==== Fragmento proporcionado
El salario se desvinculó de cualquier pauta de rendimiento y en 1966 se suprimieron los sindicatos y las organizaciones de masas, con excepción de los Comités de Defensa de la Revolución. Parte de la ofensiva contra las relaciones mercantiles se concretó en el cierre masivo de tiendas, almacenes y talleres, convirtiendo a los artesanos y comerciantes en proletarios. Sólo en La Habana se nacionalizaron 13 mil establecimientos privados (unos 55 mil en todo el país); en 1968 el sector privado había dejado de existir y medio millón de habitantes de la capital se disponían a trasladarse al campo para participar en la zafra.
Pero las propuestas del Che, expresadas en su rechazo tanto a las categorías mercantiles como a la burocracia, mostraban una seria preocupación por la posible constitución de una capa privilegiada de tecnócratas y burócratas como los que había conocido en sus viajes a Polonia, Checoslovaquia y la República Democrática Alemana, donde “encontraba al hombre soviético muy parecido al yanqui”, ya que se afanaba en producir más para ganar más.
El fracaso de la zafra de los 10 millones de toneladas en 1970 generó enormes tensiones sociales y económicas y una gran desorganización de la producción, ya que se habían abandonado sectores enteros en aras de tal propósito. En ese momento se registró un profundo viraje hacia la Unión Soviética que tuvo consecuencias de largo plazo para la revolución. Nació la “nueva política económica”, los salarios quedaron vinculados a la productividad, la política de gratuidades fue limitada, se redujeron las jubilaciones y pensiones y algunos precios sufrieron incrementos. Los controles contables y financieros sobre la actividad de las empresas fueron reinstalados, mejorándose la información estadística, al tiempo que se retornó al sistema de presupuesto estatal.
LA VÍA SOVIÉTICA.
En 1975 el primer congreso del Partido Comunista de Cuba oficializó el viraje: “El sistema de dirección de la economía debe fundamentarse en las leyes económicas objetivas que actúan en la etapa de construcción del socialismo, y dentro de éstas, tener en cuenta la vigencia de la ley del valor, y de las relaciones monetario-mercantiles que existen”. En adelante las empresas mantendrán relaciones mercantiles, un director como autoridad máxima designada por el órgano superior y asesorado por un consejo de dirección donde están representados los sindicatos, y el trabajo voluntario será regulado por ley. En 1971 se había promulgado una ley de trabajo obligatorio.
Aunque se mantuvo la espectacular reducción de las desigualdades sociales en beneficio de los más pobres, el pleno empleo y el carácter gratuito de servicios como salud, vivienda y educación, la cantidad de burócratas aumentó dos veces y media entre 1973 y 1984; en una década los empleados administrativos pasaron de 90 mil a 248 mil y el personal directivo de 180 mil a 250 mil, distorsiones que tuvieron consecuencias en la producción y en la sociedad. Hubo empresas donde la mitad de los empleados eran obreros y la otra mitad administrativos y técnicos, como consecuencia de la ampliación del abanico salarial a favor de los más capacitados, lugar que todos querían ocupar aunque no lo merecieran o no estuvieran preparados. En paralelo, aumentó el ausentismo, cayó la productividad en el trabajo y se expandió el mercado negro. Algo común a todos los países socialistas.
========
==== Listado de datos
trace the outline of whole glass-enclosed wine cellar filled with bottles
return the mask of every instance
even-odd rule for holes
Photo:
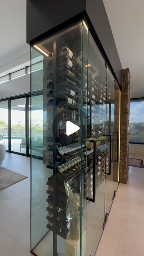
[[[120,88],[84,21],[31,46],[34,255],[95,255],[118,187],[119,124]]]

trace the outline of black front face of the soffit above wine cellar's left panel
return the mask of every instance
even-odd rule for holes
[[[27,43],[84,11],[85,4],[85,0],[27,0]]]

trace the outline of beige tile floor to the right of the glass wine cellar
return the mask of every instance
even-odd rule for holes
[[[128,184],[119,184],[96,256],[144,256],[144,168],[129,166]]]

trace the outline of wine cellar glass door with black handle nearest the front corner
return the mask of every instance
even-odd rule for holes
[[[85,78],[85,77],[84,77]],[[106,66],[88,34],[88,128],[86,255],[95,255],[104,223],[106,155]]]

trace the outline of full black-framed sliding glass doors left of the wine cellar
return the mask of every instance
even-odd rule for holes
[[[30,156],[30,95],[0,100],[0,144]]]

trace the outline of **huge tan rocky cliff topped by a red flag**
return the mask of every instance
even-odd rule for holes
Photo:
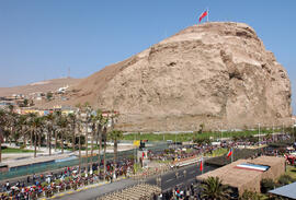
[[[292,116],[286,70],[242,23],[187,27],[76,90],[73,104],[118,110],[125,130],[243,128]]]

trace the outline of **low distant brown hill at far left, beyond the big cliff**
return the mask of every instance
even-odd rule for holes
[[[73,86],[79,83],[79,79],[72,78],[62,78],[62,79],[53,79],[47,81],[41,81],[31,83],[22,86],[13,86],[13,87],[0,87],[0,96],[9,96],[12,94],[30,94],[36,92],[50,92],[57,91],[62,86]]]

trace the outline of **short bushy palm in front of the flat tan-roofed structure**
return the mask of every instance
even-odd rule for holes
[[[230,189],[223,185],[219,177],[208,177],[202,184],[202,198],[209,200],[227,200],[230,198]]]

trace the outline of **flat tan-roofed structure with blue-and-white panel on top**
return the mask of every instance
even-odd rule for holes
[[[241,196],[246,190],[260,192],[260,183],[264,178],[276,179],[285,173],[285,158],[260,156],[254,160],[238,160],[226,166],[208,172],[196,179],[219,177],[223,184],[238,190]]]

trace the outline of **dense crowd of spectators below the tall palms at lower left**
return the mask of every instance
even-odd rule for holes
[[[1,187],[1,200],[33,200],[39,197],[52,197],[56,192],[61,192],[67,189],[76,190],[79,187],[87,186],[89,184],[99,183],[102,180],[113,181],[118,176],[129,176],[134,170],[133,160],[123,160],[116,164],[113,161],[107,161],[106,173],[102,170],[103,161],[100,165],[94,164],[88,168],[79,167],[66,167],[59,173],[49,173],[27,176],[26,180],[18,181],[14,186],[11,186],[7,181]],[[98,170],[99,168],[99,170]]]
========
==== Listado de datos
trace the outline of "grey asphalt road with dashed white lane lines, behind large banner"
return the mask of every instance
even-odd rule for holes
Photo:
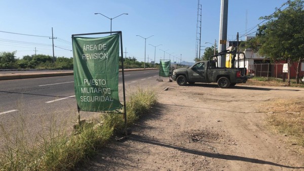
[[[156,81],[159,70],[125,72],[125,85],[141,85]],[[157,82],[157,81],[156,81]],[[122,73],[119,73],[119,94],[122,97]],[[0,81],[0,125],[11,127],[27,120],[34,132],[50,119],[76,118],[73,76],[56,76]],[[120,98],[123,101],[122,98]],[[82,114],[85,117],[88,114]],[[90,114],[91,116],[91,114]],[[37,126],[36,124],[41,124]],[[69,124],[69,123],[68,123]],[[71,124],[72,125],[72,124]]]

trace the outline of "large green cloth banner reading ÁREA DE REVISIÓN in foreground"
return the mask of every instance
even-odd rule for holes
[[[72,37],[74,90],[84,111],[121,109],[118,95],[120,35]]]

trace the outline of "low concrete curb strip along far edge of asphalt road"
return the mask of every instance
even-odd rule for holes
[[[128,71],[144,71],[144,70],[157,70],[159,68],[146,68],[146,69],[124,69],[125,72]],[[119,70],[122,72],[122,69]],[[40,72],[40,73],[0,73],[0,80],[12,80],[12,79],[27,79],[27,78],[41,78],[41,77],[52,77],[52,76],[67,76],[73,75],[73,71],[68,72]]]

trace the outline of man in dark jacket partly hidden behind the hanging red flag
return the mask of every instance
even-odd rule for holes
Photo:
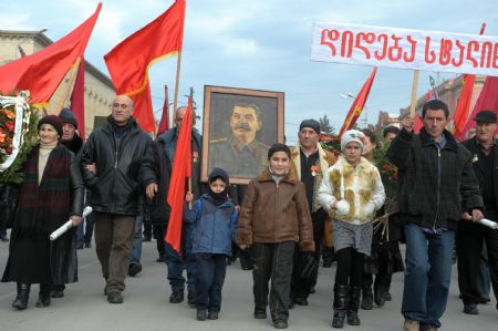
========
==== Listado de datos
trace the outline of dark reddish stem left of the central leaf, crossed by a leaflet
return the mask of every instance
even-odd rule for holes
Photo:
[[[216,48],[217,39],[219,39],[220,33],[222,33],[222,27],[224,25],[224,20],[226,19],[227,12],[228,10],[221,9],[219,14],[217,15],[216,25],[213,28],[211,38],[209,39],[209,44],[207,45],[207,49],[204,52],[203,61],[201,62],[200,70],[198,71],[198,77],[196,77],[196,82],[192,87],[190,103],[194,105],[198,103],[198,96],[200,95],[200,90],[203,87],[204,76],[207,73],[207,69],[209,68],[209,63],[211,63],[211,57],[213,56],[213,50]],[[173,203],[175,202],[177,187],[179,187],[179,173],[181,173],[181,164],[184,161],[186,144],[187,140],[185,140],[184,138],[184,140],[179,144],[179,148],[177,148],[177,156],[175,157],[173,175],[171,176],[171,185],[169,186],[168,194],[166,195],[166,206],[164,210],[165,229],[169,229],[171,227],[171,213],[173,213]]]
========
Completa lo siguiente
(1) Enumera los países que, según el fragmento sobre la economía cubana, conoció el Che en sus viajes.
(2) Indica cuántos establecimientos privados se nacionalizaron solo en La Habana, de acuerdo con el fragmento sobre la economía cubana.
(3) Prosigue el fragmento sobre la economía cubana a partir de su última oración.

Tareas resueltas
(1) Polonia, Checoslovaquia y la República Democrática Alemana.

(2) 13 mil.

(3)
El péndulo de la historia llevó a la revolución desde los experimentos igualitarios hasta la instauración de jerarquías, en cuya cúspide aparecen los altos funcionarios del partido y del Estado, que cuentan con privilegios a los que no accede la mayor parte de la población (véase nota de Amaury Valdivia). Desde la mirada centrada en las relaciones sociales puede concluirse que hubo un reforzamiento de la división del trabajo, que aumentaron las desigualdades y disminuyó el contrapoder de los trabajadores respecto de los primeros años.
En 1965 se habían instaurado consejos de trabajadores en las empresas para juzgar los problemas de disciplina y darle seguimiento a la legislación laboral, pero fueron gradualmente limitados, mientras se reforzaron los poderes disciplinarios de los administradores aunque, todo debe decirse, en 1977 la mayoría de los trabajadores participaban en las asambleas mensuales de producción en las grandes empresas.
En el caso de Cuba, al igual que en los países orientados en torno a la Unión Soviética, llama la atención que no haya habido debates sobre el carácter de clase del poder, como existieron en Rusia y China, y como debatían en esos años los intelectuales cercanos a la revolución cubana. Sorprende porque en Cuba, a diferencia de lo que sucedía en otros países socialistas, la posibilidad de opinar y disentir no había sido completamente coartada. No existe y nunca existió un debate sobre si la burocracia estatal, cuya existencia nadie niega, es una clase o el germen de una clase opresora. La ideología soviética siempre excluyó esta eventualidad, de modo que las movilizaciones sociales y la crítica que sobreviven bajo el régimen posrevolucionario se identifican siempre con los enemigos de la revolución y el imperialismo. Es un comportamiento distinto al que vivieron los comunistas chinos bajo la revolución cultural, en la que los enemigos de clase y las fuerzas sociales en pugna eran producto del período de transición.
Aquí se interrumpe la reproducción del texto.